(Source data Opens)

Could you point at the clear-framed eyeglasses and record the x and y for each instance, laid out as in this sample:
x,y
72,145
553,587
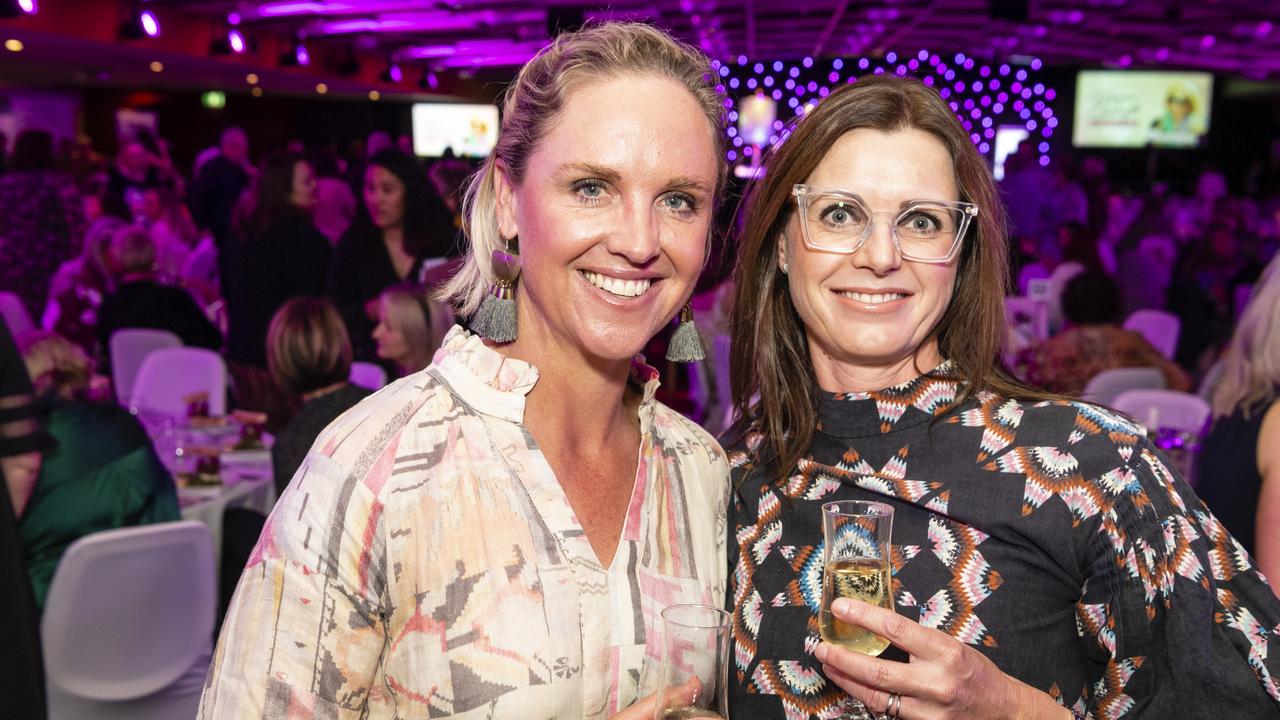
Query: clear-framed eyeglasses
x,y
923,231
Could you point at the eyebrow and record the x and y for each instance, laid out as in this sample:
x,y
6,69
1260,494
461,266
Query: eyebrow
x,y
609,174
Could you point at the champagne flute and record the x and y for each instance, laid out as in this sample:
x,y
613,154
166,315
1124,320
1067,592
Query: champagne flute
x,y
694,645
855,565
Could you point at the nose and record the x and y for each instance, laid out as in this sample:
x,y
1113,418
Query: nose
x,y
638,236
878,253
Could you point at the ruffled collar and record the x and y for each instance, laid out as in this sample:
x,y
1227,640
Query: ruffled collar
x,y
865,414
496,384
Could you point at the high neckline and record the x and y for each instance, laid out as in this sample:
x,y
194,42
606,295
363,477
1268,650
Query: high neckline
x,y
865,414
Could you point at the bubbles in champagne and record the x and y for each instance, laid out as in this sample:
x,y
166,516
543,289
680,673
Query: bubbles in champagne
x,y
859,578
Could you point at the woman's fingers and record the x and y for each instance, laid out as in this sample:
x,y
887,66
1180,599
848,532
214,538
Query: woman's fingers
x,y
914,638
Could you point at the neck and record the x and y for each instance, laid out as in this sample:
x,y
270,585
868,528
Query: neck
x,y
840,376
580,399
324,391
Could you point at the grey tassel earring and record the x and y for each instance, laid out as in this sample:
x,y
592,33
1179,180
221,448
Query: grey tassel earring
x,y
497,315
686,345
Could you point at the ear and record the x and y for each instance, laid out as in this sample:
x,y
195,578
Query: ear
x,y
504,195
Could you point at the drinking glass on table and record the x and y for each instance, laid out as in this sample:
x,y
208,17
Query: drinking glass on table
x,y
694,645
856,565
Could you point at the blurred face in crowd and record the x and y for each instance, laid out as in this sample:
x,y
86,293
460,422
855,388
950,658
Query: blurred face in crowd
x,y
304,186
391,341
234,146
384,197
612,215
873,311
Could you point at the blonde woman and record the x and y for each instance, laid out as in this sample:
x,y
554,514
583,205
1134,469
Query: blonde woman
x,y
497,534
1238,466
411,327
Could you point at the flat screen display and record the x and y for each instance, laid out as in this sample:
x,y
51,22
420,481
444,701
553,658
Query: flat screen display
x,y
469,131
1136,109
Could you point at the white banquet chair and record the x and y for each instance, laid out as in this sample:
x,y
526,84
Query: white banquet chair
x,y
16,314
369,376
1107,384
128,621
1165,409
169,376
129,347
1160,328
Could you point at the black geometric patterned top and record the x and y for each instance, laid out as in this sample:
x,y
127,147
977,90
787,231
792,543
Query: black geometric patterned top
x,y
1051,537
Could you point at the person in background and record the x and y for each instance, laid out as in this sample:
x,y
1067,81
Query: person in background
x,y
78,287
309,352
1238,464
400,226
103,474
219,185
170,227
41,222
411,327
133,172
141,301
277,254
497,536
1093,341
22,440
336,204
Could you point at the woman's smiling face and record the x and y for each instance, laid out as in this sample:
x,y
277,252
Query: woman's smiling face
x,y
612,215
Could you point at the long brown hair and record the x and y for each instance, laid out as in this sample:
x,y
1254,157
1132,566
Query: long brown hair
x,y
769,352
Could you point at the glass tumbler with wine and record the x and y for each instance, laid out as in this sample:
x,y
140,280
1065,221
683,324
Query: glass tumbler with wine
x,y
856,565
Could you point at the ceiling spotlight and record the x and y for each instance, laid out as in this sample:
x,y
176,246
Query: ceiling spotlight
x,y
17,8
140,24
297,55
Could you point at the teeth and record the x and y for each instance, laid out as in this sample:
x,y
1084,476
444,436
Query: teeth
x,y
620,287
873,299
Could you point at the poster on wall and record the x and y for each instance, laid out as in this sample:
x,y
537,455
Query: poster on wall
x,y
129,122
1136,109
53,112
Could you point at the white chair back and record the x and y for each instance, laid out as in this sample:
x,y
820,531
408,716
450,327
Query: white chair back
x,y
169,376
127,623
1107,384
368,376
1165,409
1160,328
16,314
129,347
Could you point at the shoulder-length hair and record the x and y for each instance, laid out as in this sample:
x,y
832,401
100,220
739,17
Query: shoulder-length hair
x,y
428,224
272,197
769,350
307,346
533,103
1251,368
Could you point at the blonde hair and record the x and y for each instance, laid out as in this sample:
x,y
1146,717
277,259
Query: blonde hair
x,y
531,104
55,364
423,320
1251,368
307,346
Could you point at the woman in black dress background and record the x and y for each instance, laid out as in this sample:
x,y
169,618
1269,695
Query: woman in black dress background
x,y
400,224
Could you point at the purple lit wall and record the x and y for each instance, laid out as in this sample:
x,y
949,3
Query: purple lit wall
x,y
983,96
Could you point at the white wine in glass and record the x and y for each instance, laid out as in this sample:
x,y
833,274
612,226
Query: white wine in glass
x,y
859,578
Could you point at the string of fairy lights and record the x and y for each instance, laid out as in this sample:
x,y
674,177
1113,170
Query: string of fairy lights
x,y
987,98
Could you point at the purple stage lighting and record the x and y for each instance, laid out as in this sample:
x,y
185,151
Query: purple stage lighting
x,y
149,22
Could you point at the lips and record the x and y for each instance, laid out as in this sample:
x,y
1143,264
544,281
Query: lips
x,y
872,297
617,286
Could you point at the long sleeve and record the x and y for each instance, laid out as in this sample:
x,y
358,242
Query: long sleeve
x,y
306,629
1173,609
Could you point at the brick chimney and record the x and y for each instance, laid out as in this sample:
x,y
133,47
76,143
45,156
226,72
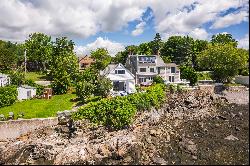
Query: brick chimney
x,y
158,53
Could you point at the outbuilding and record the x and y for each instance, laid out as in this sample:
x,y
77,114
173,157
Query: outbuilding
x,y
26,92
4,80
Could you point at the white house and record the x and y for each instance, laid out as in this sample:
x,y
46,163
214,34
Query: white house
x,y
4,80
122,78
26,92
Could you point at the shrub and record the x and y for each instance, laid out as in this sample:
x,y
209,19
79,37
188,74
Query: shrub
x,y
204,76
158,80
8,95
39,88
118,112
172,88
189,73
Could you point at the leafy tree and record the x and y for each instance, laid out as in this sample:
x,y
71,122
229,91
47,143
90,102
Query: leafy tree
x,y
245,54
132,49
144,49
39,50
224,60
178,49
224,39
90,83
121,57
197,47
158,80
63,65
16,77
156,43
9,55
101,57
189,73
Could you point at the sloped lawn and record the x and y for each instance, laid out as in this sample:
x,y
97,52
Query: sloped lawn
x,y
40,108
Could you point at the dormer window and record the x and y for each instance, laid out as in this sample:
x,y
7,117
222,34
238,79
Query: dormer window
x,y
119,71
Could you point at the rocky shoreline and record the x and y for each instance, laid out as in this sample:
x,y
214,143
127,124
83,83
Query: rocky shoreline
x,y
193,127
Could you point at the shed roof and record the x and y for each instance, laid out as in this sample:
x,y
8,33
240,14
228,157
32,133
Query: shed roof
x,y
27,87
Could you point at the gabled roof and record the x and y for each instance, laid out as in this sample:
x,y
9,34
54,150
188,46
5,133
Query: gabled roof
x,y
112,67
27,87
3,75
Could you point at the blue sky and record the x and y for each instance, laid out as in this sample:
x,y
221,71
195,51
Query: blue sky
x,y
114,24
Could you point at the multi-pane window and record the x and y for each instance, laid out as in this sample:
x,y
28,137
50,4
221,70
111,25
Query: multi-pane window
x,y
142,80
171,78
142,69
172,69
119,71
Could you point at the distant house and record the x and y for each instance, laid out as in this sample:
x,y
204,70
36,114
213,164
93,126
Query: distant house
x,y
4,80
25,92
85,62
146,67
122,78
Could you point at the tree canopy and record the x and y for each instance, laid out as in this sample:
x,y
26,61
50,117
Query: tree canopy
x,y
224,39
39,49
224,60
101,57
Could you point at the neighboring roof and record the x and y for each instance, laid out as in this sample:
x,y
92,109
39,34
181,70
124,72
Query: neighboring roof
x,y
27,87
112,67
3,75
171,64
159,61
43,83
86,59
108,69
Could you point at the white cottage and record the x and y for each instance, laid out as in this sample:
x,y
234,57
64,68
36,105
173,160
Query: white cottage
x,y
122,78
4,80
26,92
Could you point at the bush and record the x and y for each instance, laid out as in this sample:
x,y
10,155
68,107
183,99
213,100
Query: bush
x,y
172,88
118,112
39,88
189,73
8,95
204,76
158,80
16,77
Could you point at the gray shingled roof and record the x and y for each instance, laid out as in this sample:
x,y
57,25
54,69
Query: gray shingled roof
x,y
109,68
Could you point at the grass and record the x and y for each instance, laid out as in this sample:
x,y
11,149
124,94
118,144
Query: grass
x,y
232,84
40,108
35,76
204,76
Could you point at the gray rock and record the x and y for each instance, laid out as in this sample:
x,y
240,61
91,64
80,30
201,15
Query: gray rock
x,y
2,117
159,160
231,138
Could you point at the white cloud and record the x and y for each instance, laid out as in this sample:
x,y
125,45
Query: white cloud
x,y
199,33
244,42
230,19
78,18
139,29
112,47
83,18
192,15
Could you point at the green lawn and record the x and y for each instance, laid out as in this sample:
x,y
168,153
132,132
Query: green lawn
x,y
35,76
40,108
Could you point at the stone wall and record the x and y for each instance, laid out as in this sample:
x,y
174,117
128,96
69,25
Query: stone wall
x,y
244,80
207,88
14,128
235,88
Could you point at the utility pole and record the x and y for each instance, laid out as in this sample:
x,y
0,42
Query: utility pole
x,y
25,59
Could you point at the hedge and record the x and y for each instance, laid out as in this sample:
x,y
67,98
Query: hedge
x,y
8,95
118,112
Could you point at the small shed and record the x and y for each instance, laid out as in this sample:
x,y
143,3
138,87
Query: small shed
x,y
47,93
4,80
26,92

(Source data Closes)

◆ Task instructions: Respond with the exact lines running from the one that contains "Could you point at the gray rock" through the last line of the data above, and no other lines.

◆ Finished task:
Could you point at the gray rock and record the x and y for each instance, laid out as in this sample:
x,y
240,61
91,64
80,30
201,15
Query: gray rock
x,y
2,117
159,160
231,138
Could you point at the white cloud and record the x and y for each instance, laid out as in this sample:
x,y
125,45
Query: white cloud
x,y
199,33
244,42
230,19
78,18
139,29
112,47
83,18
192,15
Could you point at the green lawn and record the x and y for each instance, laid out as in this sample:
x,y
168,153
132,132
Query: green lawn
x,y
35,76
40,108
Could you point at the stone wall and record the x and y for each instance, laid out as in this sample:
x,y
174,117
128,96
69,25
Query: stone wall
x,y
244,80
207,88
14,128
235,88
Could you point at the utility pole and record the x and y for each instance, laid out as in this sample:
x,y
0,42
Query: utility pole
x,y
25,59
Could you point at the hedge and record the x and y for each instance, laid out as in this sample:
x,y
67,98
Query: hedge
x,y
8,95
118,112
Could you point at the small shed and record the x and y for each instance, laid out as in this sample:
x,y
143,3
138,87
Query: small shed
x,y
47,93
4,80
26,92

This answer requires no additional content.